**GOAL OF THE EXERCISE:** From the pull request thread, reproduce word for word the passage that begins with the words containing "Update language-management/index.md #1260" and ends with "the Contributing Guide.".
begin QUOTED PASSAGE
Update language-management/index.md #1260

arhamm1 · 2025-11-20T20:53:19Z

Description

Usage

# Add snippet demonstrating usage

Checklist

I am familiar with the Contributing Guide.
New or Existing tests cover these changes.
The documentation is up to date with these changes.

Signed-off-by: Arham Mehta <[email protected]>

greptile-apps · 2025-11-20T20:54:27Z

Greptile Overview

Greptile Summary

This PR significantly expands the language management documentation with improved structure, detailed explanations, and practical code examples. The changes include:

Added comprehensive overview of language processing capabilities
Expanded prerequisites section with clearer resource requirements
Added multiple code examples demonstrating FastText language filtering
Added troubleshooting section for common issues

Issues found:

Incorrect import path: CommonCrawlWarcDownloader doesn't exist (should be CommonCrawlDownloadExtractStage)
Unused import: UrlFilter is imported but never used
Logic error in English filter example: The language field contains "[score, 'CODE']" format, not just the language code. The filter df['language'] == 'en' will never match.

Confidence Score: 2/5

Documentation-only changes that won't break runtime, but contain code examples that won't work as written
The PR improves documentation structure significantly, but contains an incorrect import path and a logic error in the English filter example that will cause code to not function as documented
docs/curate-text/process-data/language-management/index.md - lines 127-131 (incorrect import) and lines 180-183 (filter logic error)

Important Files Changed

File Analysis

Filename	Score	Overview
docs/curate-text/process-data/language-management/index.md	2/5	Documentation rewrite with improved structure but contains incorrect import path and incorrect usage example for filtering by language code

Sequence Diagram

sequenceDiagram
    participant User as User Code
    participant Pipeline as Pipeline
    participant JsonlReader as JsonlReader
    participant ScoreFilter as ScoreFilter
    participant FastTextLangId as FastTextLangId
    participant JsonlWriter as JsonlWriter

    User->>Pipeline: Create pipeline
    User->>Pipeline: add_stage(JsonlReader)
end QUOTED PASSAGE
begin DATA SECTION
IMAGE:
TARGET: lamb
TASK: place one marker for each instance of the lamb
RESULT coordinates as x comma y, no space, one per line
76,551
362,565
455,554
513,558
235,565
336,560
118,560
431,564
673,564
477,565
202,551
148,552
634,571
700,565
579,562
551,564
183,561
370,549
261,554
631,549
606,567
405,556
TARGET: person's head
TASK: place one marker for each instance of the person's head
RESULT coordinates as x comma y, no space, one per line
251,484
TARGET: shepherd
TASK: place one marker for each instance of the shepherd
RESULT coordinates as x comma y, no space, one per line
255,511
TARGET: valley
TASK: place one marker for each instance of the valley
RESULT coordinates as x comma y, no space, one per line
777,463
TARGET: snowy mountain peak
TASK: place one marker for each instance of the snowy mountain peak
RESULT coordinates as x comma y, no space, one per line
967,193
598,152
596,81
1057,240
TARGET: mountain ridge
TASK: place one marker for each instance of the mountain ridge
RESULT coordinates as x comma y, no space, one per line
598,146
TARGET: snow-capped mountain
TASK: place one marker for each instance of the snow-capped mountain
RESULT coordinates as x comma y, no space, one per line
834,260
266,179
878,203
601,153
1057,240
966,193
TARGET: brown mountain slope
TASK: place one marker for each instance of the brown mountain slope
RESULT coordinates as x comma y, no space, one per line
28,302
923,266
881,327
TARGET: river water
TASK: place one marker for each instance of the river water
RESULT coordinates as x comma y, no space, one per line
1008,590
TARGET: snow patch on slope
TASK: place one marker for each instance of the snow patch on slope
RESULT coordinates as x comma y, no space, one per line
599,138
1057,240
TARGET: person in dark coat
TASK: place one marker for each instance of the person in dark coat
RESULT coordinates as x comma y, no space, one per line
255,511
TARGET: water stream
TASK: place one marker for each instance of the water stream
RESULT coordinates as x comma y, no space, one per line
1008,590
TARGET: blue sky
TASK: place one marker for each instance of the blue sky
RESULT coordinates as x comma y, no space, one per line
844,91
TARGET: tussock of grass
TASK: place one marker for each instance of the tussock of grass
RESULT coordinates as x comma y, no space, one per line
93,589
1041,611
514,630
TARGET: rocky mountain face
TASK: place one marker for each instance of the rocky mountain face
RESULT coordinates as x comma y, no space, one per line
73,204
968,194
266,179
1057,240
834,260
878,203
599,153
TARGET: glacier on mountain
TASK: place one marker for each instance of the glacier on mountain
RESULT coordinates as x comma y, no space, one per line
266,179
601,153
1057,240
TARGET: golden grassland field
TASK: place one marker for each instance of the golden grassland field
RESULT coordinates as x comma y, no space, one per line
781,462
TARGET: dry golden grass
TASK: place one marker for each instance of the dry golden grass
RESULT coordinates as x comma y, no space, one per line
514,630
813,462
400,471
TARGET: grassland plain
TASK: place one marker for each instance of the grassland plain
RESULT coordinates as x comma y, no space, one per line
end DATA SECTION
**OUTPUT OF THE EXERCISE:**
Update language-management/index.md #1260

arhamm1 · 2025-11-20T20:53:19Z

Description

Usage

# Add snippet demonstrating usage

Checklist

I am familiar with the Contributing Guide.